Reproduce the listing below, substituting "one point for each instance" for every occurrence of "one point per instance" and keeping everything else the same.
*** DATA SHOWN
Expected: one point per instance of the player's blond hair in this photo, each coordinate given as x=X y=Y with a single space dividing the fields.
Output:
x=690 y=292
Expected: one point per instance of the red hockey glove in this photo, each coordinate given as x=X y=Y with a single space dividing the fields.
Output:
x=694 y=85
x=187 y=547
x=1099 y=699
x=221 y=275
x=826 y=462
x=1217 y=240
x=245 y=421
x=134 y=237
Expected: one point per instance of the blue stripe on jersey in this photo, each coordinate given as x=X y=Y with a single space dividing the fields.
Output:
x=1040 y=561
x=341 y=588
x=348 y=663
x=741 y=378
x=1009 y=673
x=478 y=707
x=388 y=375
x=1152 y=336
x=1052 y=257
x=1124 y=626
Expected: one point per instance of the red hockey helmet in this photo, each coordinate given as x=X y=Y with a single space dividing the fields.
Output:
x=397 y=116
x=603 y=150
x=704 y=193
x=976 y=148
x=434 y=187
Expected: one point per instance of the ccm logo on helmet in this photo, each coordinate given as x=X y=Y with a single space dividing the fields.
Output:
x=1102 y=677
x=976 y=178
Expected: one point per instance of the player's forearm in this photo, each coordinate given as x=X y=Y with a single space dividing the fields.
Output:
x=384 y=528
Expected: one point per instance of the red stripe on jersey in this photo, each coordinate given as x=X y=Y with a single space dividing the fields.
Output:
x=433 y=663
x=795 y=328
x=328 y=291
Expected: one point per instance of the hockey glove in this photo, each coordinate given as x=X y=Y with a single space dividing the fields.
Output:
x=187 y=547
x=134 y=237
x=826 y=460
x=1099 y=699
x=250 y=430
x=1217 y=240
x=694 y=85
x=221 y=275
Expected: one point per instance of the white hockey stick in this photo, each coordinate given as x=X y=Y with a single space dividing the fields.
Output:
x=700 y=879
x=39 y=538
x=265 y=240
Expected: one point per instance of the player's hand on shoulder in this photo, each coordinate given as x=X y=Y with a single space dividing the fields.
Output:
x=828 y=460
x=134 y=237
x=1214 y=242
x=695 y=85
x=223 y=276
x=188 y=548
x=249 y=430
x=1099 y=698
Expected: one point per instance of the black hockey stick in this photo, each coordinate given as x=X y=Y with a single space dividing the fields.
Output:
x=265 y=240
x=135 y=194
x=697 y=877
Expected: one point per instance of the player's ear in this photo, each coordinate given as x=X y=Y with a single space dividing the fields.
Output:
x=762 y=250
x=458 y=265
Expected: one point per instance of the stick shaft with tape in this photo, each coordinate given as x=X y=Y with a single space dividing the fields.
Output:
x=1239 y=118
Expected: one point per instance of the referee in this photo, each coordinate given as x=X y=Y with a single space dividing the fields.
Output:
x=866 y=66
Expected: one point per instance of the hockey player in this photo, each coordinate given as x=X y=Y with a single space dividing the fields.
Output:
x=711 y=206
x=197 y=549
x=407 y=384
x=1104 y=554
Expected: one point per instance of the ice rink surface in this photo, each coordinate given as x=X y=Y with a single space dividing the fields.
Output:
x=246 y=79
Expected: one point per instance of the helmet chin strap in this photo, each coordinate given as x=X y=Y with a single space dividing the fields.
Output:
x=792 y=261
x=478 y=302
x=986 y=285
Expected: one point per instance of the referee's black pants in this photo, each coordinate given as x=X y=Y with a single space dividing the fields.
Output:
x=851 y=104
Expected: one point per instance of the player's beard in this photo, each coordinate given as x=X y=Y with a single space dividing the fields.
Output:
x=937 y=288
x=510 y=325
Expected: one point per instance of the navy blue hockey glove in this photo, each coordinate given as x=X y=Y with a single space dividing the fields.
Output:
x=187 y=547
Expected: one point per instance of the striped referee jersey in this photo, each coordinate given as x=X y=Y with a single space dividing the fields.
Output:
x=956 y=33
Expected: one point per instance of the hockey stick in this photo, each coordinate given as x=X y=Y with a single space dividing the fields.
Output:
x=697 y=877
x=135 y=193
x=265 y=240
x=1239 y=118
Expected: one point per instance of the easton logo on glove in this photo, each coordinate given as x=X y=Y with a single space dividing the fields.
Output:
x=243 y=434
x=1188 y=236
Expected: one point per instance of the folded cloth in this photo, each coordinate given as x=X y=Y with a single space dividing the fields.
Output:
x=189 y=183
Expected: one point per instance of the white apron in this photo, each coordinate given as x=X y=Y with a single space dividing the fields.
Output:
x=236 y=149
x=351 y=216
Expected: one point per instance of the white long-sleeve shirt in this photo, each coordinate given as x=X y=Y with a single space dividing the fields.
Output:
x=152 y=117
******
## SOLUTION FOR THIS PROBLEM
Expected: one point for each instance of the player's blond hair in this photo, each coordinate given as x=X y=Y with a single space dividing the fields.
Output:
x=690 y=292
Expected: one point for each instance of the red hockey glove in this photo, each coordinate given as x=X y=Y with a single space dividing the fields.
Output:
x=694 y=85
x=187 y=547
x=1099 y=699
x=221 y=275
x=826 y=462
x=1217 y=240
x=245 y=421
x=134 y=237
Expected: one point for each instance of the blue stripe on jersey in this photo, each coordinate given as x=X y=Y with a single space dividing the fields.
Output:
x=1040 y=561
x=341 y=588
x=348 y=663
x=741 y=378
x=1009 y=673
x=478 y=707
x=388 y=375
x=1152 y=336
x=1052 y=257
x=1124 y=626
Expected: one point for each instance of the red hockey helmet in this photo, each coordinate given as x=X y=Y with a single space dividing the fields.
Output:
x=397 y=116
x=603 y=150
x=704 y=193
x=976 y=148
x=434 y=187
Expected: one point for each instance of the ccm logo on helmet in this photo, each coordinate given as x=X y=Y with a single space dividing the fields.
Output:
x=1102 y=677
x=976 y=178
Expected: one point for each instance of the player's forearm in this photo, each coordinate given as x=X y=Y with a single space dividing the fields.
Output:
x=384 y=528
Expected: one point for each instance of the red stripe on jersey in this photo, each coordinate given as x=X y=Y with a single space dividing the fields.
Output:
x=433 y=663
x=795 y=328
x=328 y=291
Expected: one point for each instance of the hockey glove in this photo, each coordinate given as x=X y=Y with a single space dividing the fields.
Output:
x=187 y=547
x=134 y=237
x=826 y=460
x=1099 y=699
x=250 y=430
x=1217 y=240
x=694 y=85
x=221 y=275
Expected: one point for each instance of the white hockey stick in this photo, each coordinate given as x=X y=Y with a single space dividing the fields.
Output:
x=700 y=879
x=39 y=538
x=265 y=240
Expected: one point for each instance of the player's hand on shoulder in this photo, each coordinate given as x=X y=Y with a single space dividing the fields.
Output:
x=828 y=460
x=134 y=237
x=1214 y=242
x=695 y=85
x=223 y=276
x=188 y=548
x=249 y=430
x=1099 y=698
Expected: one point for each instance of the black hockey stick in this photo, each coordinate given as x=X y=Y with a single space dividing the fields.
Output:
x=265 y=240
x=135 y=194
x=697 y=877
Expected: one point for each instance of the player's ear in this photo, each coordinate given as x=X y=Y with a single space dividing the fields.
Output:
x=762 y=250
x=458 y=265
Expected: one point for each instance of the stick shaft with tape in this photo, each coordinate given as x=X y=Y with a single space dividing the fields.
Output:
x=1239 y=118
Expected: one point for each instance of the referee in this photo, each coordinate given as x=X y=Y with a single space dividing the fields.
Output:
x=866 y=66
Expected: one point for each instance of the hockey player in this photo, each coordinate given as x=X y=Y with a single space dividing the fields.
Output:
x=711 y=206
x=197 y=549
x=407 y=384
x=1104 y=554
Expected: one point for each instance of the ice rink surface in this photo, each coordinate given as x=X y=Y with a single space dividing the fields.
Output:
x=246 y=79
Expected: one point for each instance of the helmet chin strap in this photo, each coordinate given as x=X y=Y with a single space dividing the fields.
Output:
x=792 y=261
x=478 y=302
x=986 y=285
Expected: one point for each instance of the referee's black pants in this photo, each coordinate given as x=X y=Y with a single space dividing the fields.
Output:
x=851 y=104
Expected: one point for each instance of the player's beard in this photo, each coordinate given as x=X y=Y with a single space dividing the fields.
Output:
x=937 y=288
x=510 y=325
Expected: one point for each instance of the navy blue hockey glove in this photo, each coordinate given as x=X y=Y with a single space dividing the fields.
Output:
x=187 y=547
Expected: one point for each instance of the striped referee jersey in this photo, each coordinate given as x=X y=Y with a single space dividing the fields.
Output:
x=956 y=33
Expected: one point for each instance of the hockey stick in this photo, each coordinate given as x=X y=Y with a single space dividing the fields.
Output:
x=697 y=877
x=135 y=193
x=265 y=240
x=1239 y=118
Expected: one point for each instance of the easton logo on glove in this photo, each coordinate given as x=X y=Y with a single space dividing the fields.
Output:
x=243 y=434
x=1188 y=236
Expected: one point for each instance of the folded cloth in this photo, each coordinate given as x=X y=Y with a single space dividing the fields.
Output:
x=189 y=183
Expected: one point for each instance of the white apron in this photo, each coordinate given as x=X y=Y with a single space dividing the fields.
Output:
x=236 y=149
x=351 y=216
Expected: one point for each instance of the white long-sleeve shirt in this photo, each coordinate given as x=X y=Y with a single space dividing the fields.
Output:
x=152 y=117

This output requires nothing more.